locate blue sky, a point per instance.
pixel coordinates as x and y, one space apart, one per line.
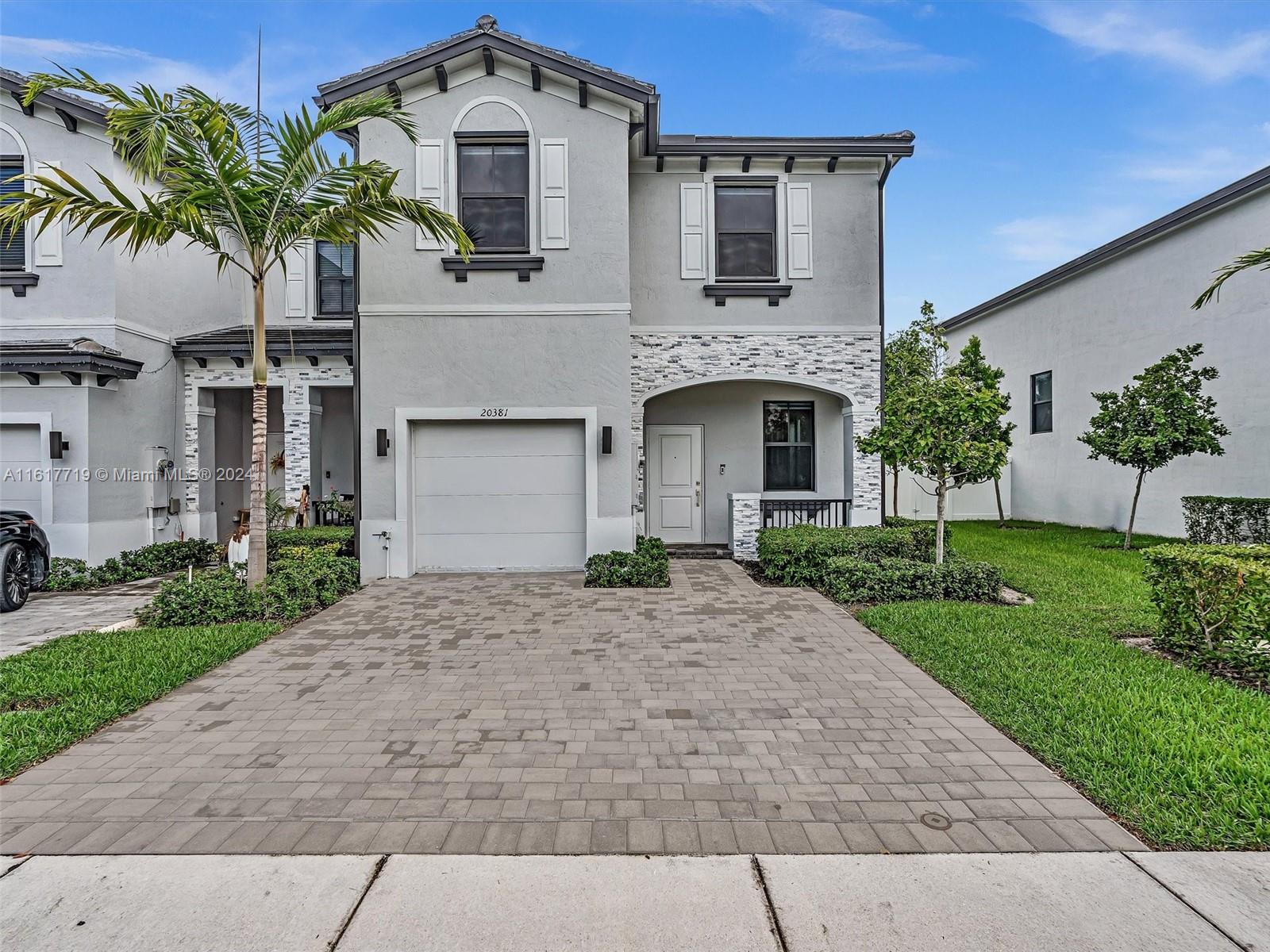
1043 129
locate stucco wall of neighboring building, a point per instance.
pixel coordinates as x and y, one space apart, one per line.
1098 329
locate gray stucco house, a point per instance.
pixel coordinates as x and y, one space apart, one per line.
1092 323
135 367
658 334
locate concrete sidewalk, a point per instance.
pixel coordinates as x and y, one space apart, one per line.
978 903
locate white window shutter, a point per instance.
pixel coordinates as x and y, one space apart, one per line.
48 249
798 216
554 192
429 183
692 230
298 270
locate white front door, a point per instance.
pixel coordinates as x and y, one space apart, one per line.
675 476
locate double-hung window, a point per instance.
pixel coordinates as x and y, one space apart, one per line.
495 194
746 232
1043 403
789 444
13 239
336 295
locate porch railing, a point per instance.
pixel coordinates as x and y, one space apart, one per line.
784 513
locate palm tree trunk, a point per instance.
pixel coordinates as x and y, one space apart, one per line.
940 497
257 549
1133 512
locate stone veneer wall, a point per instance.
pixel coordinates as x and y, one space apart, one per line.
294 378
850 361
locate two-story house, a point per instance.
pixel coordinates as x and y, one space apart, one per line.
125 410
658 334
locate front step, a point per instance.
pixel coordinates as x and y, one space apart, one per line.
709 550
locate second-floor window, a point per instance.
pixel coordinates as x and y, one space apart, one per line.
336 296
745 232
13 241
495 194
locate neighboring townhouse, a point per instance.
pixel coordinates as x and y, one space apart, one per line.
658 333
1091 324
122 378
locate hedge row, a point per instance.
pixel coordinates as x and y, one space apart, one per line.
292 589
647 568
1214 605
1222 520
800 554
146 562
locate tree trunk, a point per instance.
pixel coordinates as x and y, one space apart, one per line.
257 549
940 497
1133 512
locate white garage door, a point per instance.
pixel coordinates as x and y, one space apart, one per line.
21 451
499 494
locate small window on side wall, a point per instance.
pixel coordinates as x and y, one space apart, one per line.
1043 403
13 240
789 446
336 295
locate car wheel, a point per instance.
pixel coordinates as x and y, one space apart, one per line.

* * * * * * * * *

__Instructions to follow__
Reproduce all of the data above line for line, without any changes, and omit the picture from your copy.

__Result of this exercise__
locate blue sky, a point per instance.
pixel coordinates as x and y, one space apart, one per line.
1043 129
locate stucco wall of neighboring building, a point per instance.
pixel coordinates as x and y, one space apart, one per line.
1098 329
locate gray stucco house, a point per instance.
pixel coordinates as x and y, one space apart, one per line.
1092 323
135 367
658 334
locate concrete sidewalk, a point per instance.
pixel coordinates as x and y, one space apart, one per line.
978 903
locate white window shutter, a point per instance.
pixel coordinates as x and y, one space apart, one per line.
48 249
798 216
554 192
429 183
692 230
298 270
locate white front door, a point per instance.
pixel coordinates as x and y, one space apart, one per line.
675 476
locate double-hung window, a point per instance.
pixel coordinates as x and y, one space apart, one per line.
495 194
746 232
1043 403
789 444
13 239
336 295
locate porch railing, a point per instance.
pixel coordinates as x and y, one space apart, one per line.
784 513
locate palm tree trunk, a point per instance.
pixel coordinates as x and y, one space apart, one per line.
940 497
257 549
1133 512
locate stone veneer wall, a point per instance.
pixel coordinates as x and y, one space apart, one per line.
294 378
850 361
locate two-story house, a point per instance.
pixel coordinates as x and y, one space apart, one per line.
125 410
658 334
locate front step, a point per instance.
pixel coordinates as x and y, one space apart, one per line.
709 550
locate second-floor window, a point per instance.
pixel coordinates as x and y, one space apart, one per line.
336 296
745 232
13 241
495 194
locate neighboring townhouse, a point per instance.
pixel coordinates as x and y, one space apart, one per line.
658 333
1091 324
122 378
locate hedge row, a point per instance.
pixel coordinates as x and y, one space apart, one per line.
292 589
647 568
1214 605
1222 520
800 554
146 562
locate tree trunk, a point per instance.
pixel coordinates as x and y, one space apart, one per line.
257 549
940 497
1133 512
locate white garage door, a point per instance.
pixel coordinates as x and y, one space apart, one per line.
21 451
499 494
locate small window on side wall, a point per instance.
pixel coordinates as x and y, one space apart, one per line.
1043 403
13 240
789 446
336 295
locate car wheel, a point per instance.
pixel coordinates as x and y, one space apart, one per line.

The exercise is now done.